Written exercise » Quote the entries word for word. Omit the pictures.

Rows »
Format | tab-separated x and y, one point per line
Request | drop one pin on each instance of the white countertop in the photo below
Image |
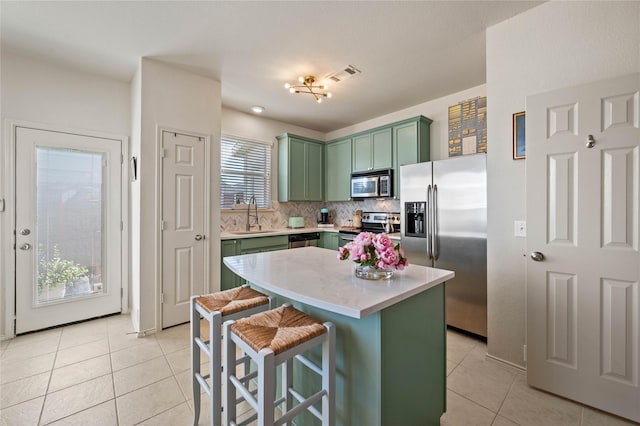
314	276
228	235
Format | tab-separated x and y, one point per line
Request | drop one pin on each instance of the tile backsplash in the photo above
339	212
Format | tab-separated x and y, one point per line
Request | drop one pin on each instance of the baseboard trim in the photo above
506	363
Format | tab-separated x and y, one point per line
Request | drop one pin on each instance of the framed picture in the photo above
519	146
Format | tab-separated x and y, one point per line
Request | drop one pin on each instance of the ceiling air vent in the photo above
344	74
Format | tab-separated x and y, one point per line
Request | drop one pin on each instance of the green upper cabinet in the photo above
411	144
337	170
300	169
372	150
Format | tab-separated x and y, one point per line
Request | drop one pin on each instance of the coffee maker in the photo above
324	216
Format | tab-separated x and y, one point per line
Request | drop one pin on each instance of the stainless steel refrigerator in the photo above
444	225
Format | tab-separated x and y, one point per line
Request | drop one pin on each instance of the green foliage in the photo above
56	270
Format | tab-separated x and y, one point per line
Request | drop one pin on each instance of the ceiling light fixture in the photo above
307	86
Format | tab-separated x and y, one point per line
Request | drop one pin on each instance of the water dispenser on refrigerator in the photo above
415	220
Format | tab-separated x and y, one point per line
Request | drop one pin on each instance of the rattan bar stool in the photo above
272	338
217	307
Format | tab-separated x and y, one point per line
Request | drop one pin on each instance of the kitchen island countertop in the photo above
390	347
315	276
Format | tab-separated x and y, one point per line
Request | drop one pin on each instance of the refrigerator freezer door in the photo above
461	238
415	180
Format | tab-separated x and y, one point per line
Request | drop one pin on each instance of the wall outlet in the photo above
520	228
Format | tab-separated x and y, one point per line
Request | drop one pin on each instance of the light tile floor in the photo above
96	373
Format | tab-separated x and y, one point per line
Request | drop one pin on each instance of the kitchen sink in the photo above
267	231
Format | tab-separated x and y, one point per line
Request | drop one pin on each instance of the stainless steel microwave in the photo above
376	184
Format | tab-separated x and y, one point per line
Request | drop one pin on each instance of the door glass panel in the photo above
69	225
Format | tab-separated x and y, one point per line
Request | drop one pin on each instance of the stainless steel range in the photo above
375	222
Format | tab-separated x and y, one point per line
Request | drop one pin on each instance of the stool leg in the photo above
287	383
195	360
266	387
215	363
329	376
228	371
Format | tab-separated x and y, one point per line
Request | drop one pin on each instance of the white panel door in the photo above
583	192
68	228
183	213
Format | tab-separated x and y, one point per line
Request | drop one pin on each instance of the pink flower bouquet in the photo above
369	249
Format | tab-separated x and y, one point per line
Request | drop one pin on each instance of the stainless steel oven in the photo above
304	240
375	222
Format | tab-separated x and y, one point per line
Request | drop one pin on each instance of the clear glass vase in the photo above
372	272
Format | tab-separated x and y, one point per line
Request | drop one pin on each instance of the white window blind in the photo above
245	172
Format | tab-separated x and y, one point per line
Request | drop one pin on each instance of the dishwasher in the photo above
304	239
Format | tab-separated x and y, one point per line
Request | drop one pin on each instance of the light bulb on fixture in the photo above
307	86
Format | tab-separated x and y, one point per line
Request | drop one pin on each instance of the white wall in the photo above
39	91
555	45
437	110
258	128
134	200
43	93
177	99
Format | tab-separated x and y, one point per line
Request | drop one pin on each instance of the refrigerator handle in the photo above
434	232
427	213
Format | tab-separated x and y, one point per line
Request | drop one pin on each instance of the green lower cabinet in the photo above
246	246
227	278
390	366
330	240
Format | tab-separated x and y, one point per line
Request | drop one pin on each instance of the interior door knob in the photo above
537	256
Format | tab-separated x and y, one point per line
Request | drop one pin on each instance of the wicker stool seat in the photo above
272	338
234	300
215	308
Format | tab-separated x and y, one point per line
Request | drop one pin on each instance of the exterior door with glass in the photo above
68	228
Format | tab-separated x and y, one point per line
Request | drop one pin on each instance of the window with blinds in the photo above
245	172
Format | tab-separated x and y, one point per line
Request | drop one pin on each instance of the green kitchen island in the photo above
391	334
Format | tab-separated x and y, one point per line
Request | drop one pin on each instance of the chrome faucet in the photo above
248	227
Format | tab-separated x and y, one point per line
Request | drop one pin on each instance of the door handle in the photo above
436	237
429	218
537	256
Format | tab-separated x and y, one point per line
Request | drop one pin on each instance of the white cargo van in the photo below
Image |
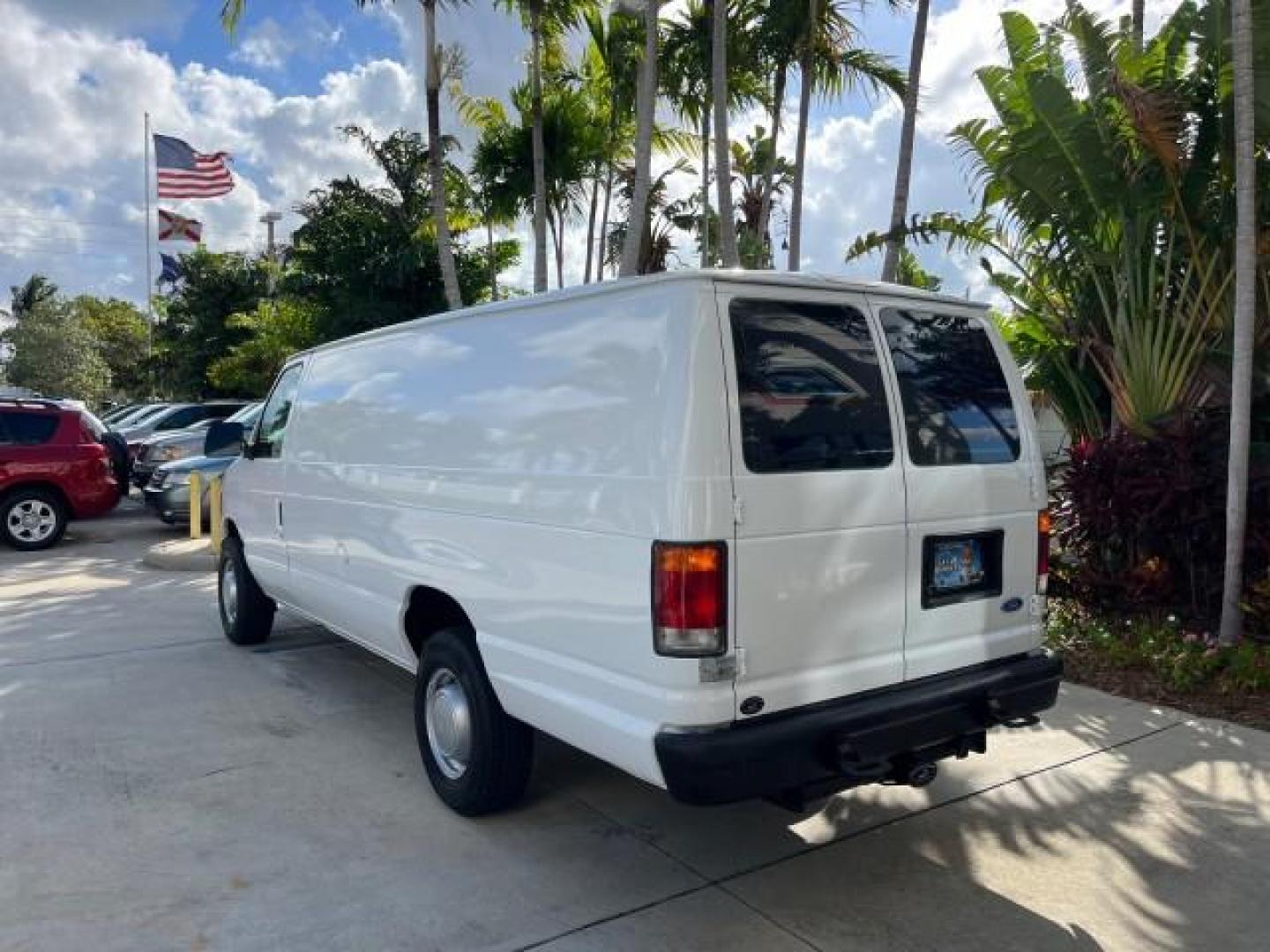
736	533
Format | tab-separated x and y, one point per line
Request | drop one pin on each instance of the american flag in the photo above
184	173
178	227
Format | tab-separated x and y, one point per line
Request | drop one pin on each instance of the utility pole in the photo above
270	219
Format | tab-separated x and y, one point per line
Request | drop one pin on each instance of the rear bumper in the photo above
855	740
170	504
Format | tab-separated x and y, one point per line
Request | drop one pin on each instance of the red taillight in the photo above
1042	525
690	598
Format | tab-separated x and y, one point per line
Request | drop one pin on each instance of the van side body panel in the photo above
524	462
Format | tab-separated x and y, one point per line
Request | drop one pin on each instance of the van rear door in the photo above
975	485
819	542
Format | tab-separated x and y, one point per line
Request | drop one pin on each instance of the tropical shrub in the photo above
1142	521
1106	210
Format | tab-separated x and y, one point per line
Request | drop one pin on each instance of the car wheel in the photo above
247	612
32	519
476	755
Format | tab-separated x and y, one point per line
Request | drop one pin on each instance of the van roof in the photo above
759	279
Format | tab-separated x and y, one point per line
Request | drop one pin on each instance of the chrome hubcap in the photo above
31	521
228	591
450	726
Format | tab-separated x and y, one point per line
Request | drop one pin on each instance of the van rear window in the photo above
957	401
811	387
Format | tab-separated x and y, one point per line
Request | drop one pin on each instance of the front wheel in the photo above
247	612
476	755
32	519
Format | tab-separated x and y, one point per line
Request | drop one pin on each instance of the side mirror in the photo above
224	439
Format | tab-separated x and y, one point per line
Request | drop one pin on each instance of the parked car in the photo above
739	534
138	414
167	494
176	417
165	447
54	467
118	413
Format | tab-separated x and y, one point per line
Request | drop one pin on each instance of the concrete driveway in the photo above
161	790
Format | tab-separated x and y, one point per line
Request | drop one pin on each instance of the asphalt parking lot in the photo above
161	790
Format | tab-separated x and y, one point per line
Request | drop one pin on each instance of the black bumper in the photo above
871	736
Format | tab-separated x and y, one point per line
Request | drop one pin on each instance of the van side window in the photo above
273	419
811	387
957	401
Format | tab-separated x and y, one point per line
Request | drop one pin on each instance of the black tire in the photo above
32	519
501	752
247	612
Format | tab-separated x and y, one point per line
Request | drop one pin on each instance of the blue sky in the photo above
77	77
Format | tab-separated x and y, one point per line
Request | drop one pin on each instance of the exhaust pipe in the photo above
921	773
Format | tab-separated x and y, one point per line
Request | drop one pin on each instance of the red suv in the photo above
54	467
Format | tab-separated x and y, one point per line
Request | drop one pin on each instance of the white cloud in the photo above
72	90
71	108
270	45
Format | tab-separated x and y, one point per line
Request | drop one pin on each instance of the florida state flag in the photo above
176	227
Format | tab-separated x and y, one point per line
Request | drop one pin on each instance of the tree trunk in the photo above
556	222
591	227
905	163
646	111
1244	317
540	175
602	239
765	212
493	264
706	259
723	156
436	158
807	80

Exercise solution »
Format | tab-separated x and y, one point per line
Request | drop one pin on each instance of the white countertop in the photo below
Image |
314	276
228	235
Format | tab-separated x and y, one point per line
Request | drop one pin on each instance of the tile backsplash in the photo above
339	212
Format | tab-separated x and y, one point per line
Request | drop one pin on each instance of the baseboard trim in the photo above
506	363
Format | tab-separated x and y, one point per line
Request | drop one pin on each instance of the framed picture in the photo above
519	146
Format | tab-separated x and y, one point per line
Request | drop one pin on each instance of the ceiling air vent in the photo above
344	74
Format | tab-separated x and y, one point per line
Request | drop one pin on each instance of the green upper cabinet in the photo above
411	144
337	170
300	169
372	150
Format | tab-separated x and y, one point per line
Request | drop one pin on each instance of the coffee maker in the photo above
324	216
Format | tab-separated x and y, one point per line
Request | drop one pin on each instance of the stainless steel refrigerator in the photo above
444	225
Format | tab-separated x and y, one point per line
Request | drop one pin on each instance of the green foliage in the photo above
56	270
Format | tab-separated x and y, one point per line
Request | drop one pin on each instance of the ceiling light fixture in the photo above
307	86
Format | tab-separated x and y, one point per line
Request | drop one pin on each instance of the water dispenser on refrigerator in the photo above
415	220
Format | tab-separated x and y, one point per line
Request | drop one pin on each instance of the rattan bar stool in the photo above
272	338
217	307
Format | tab-separated x and y, one point per line
Request | drop one pin on each instance of the kitchen island countertop in the photo above
390	347
315	276
Format | tab-separated x and y, one point per line
Request | drop one pin on each instance of the refrigerator freezer door in the photo above
461	238
415	180
Format | tab-separated x and y, one point per line
Request | drop one pin on each instance of the wall outlet in the photo above
520	228
Format | tab-separated x and y, one point per line
Request | drop one pin on each instance of the light tile floor in the photo above
96	373
Format | tab-separated x and y, one point per line
Request | drop one pin on each instance of the kitchen sink in the photo above
267	231
Format | tab-separated x and y, one point per line
Request | drop one pin on each instance of the stainless steel microwave in the photo above
376	184
Format | tab-separated x and y, one point per line
Request | drop one pin on each instance of the door glass panel in the photo above
69	225
Format | tab-separated x and y, one point per line
Request | drop one pin on each instance of the stainless steel range in the photo above
375	222
Format | tab-separated x and y, one point per line
Request | drop one pin on each instance of the stool leg in the photo above
287	383
195	360
266	387
215	363
329	376
228	371
Format | tab-separated x and y, one point per line
Request | drop one pin on each instance of the white panel door in the photo above
583	192
68	228
183	213
Format | tab-separated x and y, one point per line
Request | drop one pin on each instance of the pink flower bouquet in the photo above
369	249
Format | tab-separated x and y, one point per line
Request | drop one pin on each instance of the stainless steel oven in the photo above
304	240
375	222
Format | tab-separated x and y, one point per line
Request | drop one pin on each instance of the clear glass vase in the photo above
372	272
Format | tab-separated x and y, one point per line
Request | drop one pin on each instance of the white window blind in the photo above
245	172
Format | tab-separated x and y, one point per line
Request | drop one pin on each instance of the dishwasher in the photo above
304	239
Format | tab-separated x and y, one point per line
Request | drop one pin on each instance of the light bulb on fixture in the photo above
307	86
Format | tab-separated x and y, one point per line
Request | drop one pin on each instance of the white wall in the photo above
39	91
555	45
437	110
258	128
134	200
43	93
177	99
Format | tab-separated x and y, one point per line
Request | drop one pin on each instance of the refrigerator handle in the photo above
434	232
427	213
Format | tab-separated x and y, one point per line
Request | drop one pin on each instance of the green lower cabinet in the photo above
246	246
227	278
390	366
330	240
Format | tab-separated x and y, one point per line
Request | drop one pin on each instance of the interior door knob in the photo above
537	256
Format | tab-separated x and y, one point per line
Request | drop one pin on each instance of the wicker stool seat in the photo above
272	338
234	300
215	308
Format | tab-separated x and y, one point per line
Request | drop one pin on each instance of the exterior door with glass in the photo above
68	228
Format | tab-separated x and y, one point per line
Request | drop one pin on each instance of the window with blinds in the photo above
245	172
Format | tab-separated x and y, one point per line
Request | drop one pin on each instance of the green kitchen island in the photo above
391	334
Format | tab-separated x and y, one point per line
Request | drop one pin on each instance of the chrome faucet in the photo above
248	227
Format | tab-separated x and y, one point per line
Request | drop one pin on each instance of the door handle in the photo above
436	237
429	218
537	256
Format | tab-separated x and y, one point per line
Request | drop one pin on each instance of the white cargo van in the photo below
Image |
736	533
Format | tab-separated x and y, one point per line
Request | drop one pin on each instance of the american flag in the photo above
184	173
178	227
Format | tab-separated x and y, one point per line
Request | drop one pin on each instance of the utility pole in the photo above
270	219
Format | tab-separated x and y, one point per line
Request | drop one pin on each instance of the rear bumper in the photo above
855	740
170	504
Format | tab-separated x and y, one point per line
Request | drop one pin on each instance of the red taillight in the photo above
1042	525
690	598
Format | tab-separated x and y, one point per line
Request | drop one pin on each instance of the van side body panel in the photo above
524	462
Format | tab-separated x and y, one point per line
Request | drop one pin on each instance of the van rear door in the photo above
975	485
819	542
Format | tab-separated x and y, one point per line
Request | drop one pin on each instance of the tropical shrub in the photo above
1142	521
1106	210
Format | tab-separated x and y, one point per line
Request | drop one pin on each instance of the car wheel in the photo above
247	612
32	519
476	755
Format | tab-separated x and y, one point per line
Request | drop one pin on each instance of the van roof in the photo above
759	279
Format | tab-separated x and y, one point per line
Request | drop one pin on each instance of the chrome hubcap in the photo above
31	521
228	591
450	726
Format | tab-separated x and y, one point per line
Request | drop one pin on each instance of the van rear window in the photo above
957	401
811	387
Format | tab-separated x and y, one point per line
Request | drop one pin on each instance of the front wheel in the photo above
247	612
476	755
32	519
Format | tab-separated x and y, one point per line
Request | drop one pin on each instance of the side mirror in the photo above
224	439
Format | tab-separated x and y, one point per line
Request | drop one pin on each instance of the parked car in the photo above
739	534
138	414
167	494
176	417
165	447
54	467
118	413
Format | tab-separated x and y, one point per line
Request | drop one pin on each instance of the concrete driveway in the photo above
161	790
Format | tab-separated x and y, one point per line
Request | drop one pin on each instance of the asphalt parking lot in the photo above
161	790
Format | tab-separated x and y, one point per line
Request | drop one pin on each instance of the black bumper in the photo above
871	736
Format | tab-separated x and y, one point per line
Request | drop one pin on each instance of the van side window in the photo above
273	419
811	387
957	401
Format | tab-separated x and y, one point per line
Request | drop one pin on each instance of the black tire in the photo above
32	519
501	752
247	612
Format | tab-separated x and y, one point per line
Request | drop one pin on each instance of the blue sky in the photo above
77	77
Format | tab-separated x and y, one point per line
Request | drop one pin on each instance of the exhaust pipe in the photo above
921	773
Format | tab-separated x and y, one point per line
Request | drop one pin on each instance of the red suv in the photo above
54	467
Format | tab-separated x and y, one point per line
Request | drop one pin on each instance of the white cloud in the photo above
72	90
71	108
270	45
Format | tab-separated x and y, one point per line
Request | drop one pin on each instance of the florida state flag in the photo above
176	227
Format | tab-separated x and y, one point per line
Request | drop one pin on each instance of the tree trunk in the photo above
556	222
591	227
905	163
646	111
1244	317
540	175
602	239
765	212
493	264
706	259
723	156
436	158
807	80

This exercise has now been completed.